- **引用文**
Vol. 14

店頭販売1000倍計画「第14回 窓販における課題 2」

CATEGORY
ニッキン投信年金情報
DATE
2005.10.03

“入り口はプッシュセールスでも”

預金しか経験のないお客様が、テラーの努力で初めて投資型金融商品を購入しました。さて、その後のフォローはきちんとできていますか。

店頭販売が増え顧客の数が増えれば、販売担当者がすべてのお客様をきめ細かくフォローできないのは仕方ないと私は考えますが、いかがですか。確かに、理想は証券会社のような担当者制でしょうが……。

「Q14 人やお金をかけず、効果的にアフターフォローができる方法はないでしょうか?」 「A14 一般的にはコールセンターやインターネットを通じた情報提供が、アフターフォローの主流でしょう。しかし、私が個人部所属時代にやりたくても実現できなかった方法は、そんな大掛かりなことではありません。それは、①法定帳簿類の活用、②セミナー講師の育成、③VTRの活用、の3点でした。」

“法廷帳簿類の活用”

- **提供情報**
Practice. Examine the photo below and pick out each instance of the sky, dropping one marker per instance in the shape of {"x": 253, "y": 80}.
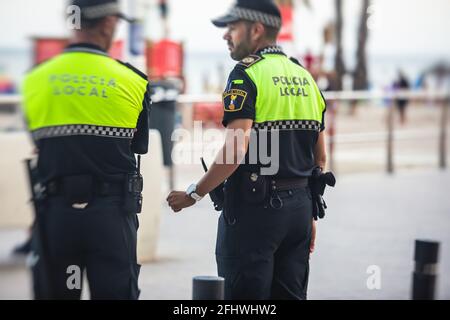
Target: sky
{"x": 400, "y": 26}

- **指示**
窓販の記事から、「預金しか経験のないお客様が、」で始まり「うな担当者制でしょうが……。」で終わる部分を一字も変えずに引用しなさい。

- **解答**
預金しか経験のないお客様が、テラーの努力で初めて投資型金融商品を購入しました。さて、その後のフォローはきちんとできていますか。

店頭販売が増え顧客の数が増えれば、販売担当者がすべてのお客様をきめ細かくフォローできないのは仕方ないと私は考えますが、いかがですか。確かに、理想は証券会社のような担当者制でしょうが……。